▸ SHORT TASK:
From the forum thread below on swapping a Sentra gauge cluster, extract verbatim the portion from "## shane (Jul" to "the non-SE-R cluster.".

▸ PROVIDED PASSAGE:
/---
# cluster swap



## Guest (Aug 28, 2002)

Hey guys i messd up my speedometer when i installed my white face gauges from importintellgence so i wanted to get a new cluster anyway..So what im curious about is What clusters match up with mine I have 98 sentra gxe..I want the 200sx clusterwith the white faces , but i was wondering if its possible for me to get the se-r model which goes up to 140 instead of 120 like my gxe, or do i have to stick with something that goes up t 120


----------



## Ninety-Nine SE-L (May 5, 2002)

yes, an SE-R cluster will fit in and work just fine in your car, I can't 100% guarantee my wiring diagram will work perfectly (on my webpage), but the chart still will be useful. I like the SE-R one better b/c of the higher tachometer/speedometer and better aftermarket such as reverse indiglo.

BTW, the 98 SE is the same as any SE-R gauge (b/c it's a 2.0L) and it also has the titanium metallic gauges.


----------



## shane (Jul 10, 2002)

I'd say just go with the 200SX SE cluster. Chances are very slim that you'll ever get up to or above 120MPH anyways, so why worry about having a speedo that goes any further? I know all it would do is make me wish I could go faster, but can't. Plus, I think the swap will be simpler with the non-SE-R cluster.
\---
▸ STORED DATA:
/---
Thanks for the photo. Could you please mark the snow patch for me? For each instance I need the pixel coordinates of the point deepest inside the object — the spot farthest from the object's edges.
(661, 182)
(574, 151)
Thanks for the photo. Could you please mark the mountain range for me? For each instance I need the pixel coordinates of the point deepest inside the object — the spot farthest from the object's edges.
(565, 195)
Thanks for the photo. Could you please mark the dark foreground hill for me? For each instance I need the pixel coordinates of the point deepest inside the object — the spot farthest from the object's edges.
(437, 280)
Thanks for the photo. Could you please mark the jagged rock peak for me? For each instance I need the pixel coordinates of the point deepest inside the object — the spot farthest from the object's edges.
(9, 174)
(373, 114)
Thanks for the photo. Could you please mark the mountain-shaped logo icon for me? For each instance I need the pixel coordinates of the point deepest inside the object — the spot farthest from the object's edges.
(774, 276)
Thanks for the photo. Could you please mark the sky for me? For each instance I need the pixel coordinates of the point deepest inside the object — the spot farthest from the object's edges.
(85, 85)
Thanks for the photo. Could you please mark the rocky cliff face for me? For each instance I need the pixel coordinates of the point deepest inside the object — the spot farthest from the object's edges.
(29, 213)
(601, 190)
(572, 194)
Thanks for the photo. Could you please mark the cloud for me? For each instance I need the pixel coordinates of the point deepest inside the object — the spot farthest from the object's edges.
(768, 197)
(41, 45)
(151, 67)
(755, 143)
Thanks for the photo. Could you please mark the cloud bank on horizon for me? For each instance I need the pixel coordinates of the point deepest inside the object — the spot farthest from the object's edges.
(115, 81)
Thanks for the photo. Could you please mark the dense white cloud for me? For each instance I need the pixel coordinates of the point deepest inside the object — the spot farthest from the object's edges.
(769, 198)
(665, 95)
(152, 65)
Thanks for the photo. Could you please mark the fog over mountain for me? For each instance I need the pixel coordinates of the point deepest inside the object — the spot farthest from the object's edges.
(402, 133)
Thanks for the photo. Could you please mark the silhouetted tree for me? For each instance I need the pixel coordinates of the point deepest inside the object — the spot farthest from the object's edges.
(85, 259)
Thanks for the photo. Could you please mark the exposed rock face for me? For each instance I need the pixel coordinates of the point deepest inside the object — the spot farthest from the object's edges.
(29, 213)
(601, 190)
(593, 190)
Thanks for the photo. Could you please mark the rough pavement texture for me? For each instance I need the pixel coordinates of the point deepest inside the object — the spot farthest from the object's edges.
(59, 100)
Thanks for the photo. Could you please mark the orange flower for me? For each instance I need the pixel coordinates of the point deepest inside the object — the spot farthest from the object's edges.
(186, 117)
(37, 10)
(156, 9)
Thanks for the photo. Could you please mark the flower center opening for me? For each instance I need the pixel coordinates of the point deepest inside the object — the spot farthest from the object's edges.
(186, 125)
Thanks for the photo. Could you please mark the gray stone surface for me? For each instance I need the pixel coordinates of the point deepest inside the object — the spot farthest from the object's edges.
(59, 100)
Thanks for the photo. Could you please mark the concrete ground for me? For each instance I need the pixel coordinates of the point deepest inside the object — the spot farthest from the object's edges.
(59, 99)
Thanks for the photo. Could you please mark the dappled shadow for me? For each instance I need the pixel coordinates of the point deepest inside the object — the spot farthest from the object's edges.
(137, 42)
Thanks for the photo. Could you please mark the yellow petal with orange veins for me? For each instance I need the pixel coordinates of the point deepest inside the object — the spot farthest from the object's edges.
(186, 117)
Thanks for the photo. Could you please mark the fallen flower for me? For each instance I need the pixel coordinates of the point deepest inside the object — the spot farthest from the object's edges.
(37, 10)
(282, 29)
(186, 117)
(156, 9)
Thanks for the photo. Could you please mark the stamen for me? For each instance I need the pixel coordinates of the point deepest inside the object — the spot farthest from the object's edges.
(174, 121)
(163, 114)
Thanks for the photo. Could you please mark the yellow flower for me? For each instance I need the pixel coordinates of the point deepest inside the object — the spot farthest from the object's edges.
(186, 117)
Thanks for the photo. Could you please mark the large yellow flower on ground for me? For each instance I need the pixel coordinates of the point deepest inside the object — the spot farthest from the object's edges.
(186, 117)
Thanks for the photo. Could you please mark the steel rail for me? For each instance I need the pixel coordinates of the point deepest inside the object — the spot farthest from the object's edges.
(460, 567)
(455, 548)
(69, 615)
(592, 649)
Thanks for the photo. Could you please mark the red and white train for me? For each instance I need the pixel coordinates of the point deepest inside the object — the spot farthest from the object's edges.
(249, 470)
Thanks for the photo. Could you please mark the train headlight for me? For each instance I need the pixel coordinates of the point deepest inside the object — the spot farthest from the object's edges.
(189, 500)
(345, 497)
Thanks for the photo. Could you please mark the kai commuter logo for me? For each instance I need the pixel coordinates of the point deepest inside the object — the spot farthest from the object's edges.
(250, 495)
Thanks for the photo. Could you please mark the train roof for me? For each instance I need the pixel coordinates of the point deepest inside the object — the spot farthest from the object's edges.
\---
▸ TASK ANSWER:
## shane (Jul 10, 2002)

I'd say just go with the 200SX SE cluster. Chances are very slim that you'll ever get up to or above 120MPH anyways, so why worry about having a speedo that goes any further? I know all it would do is make me wish I could go faster, but can't. Plus, I think the swap will be simpler with the non-SE-R cluster.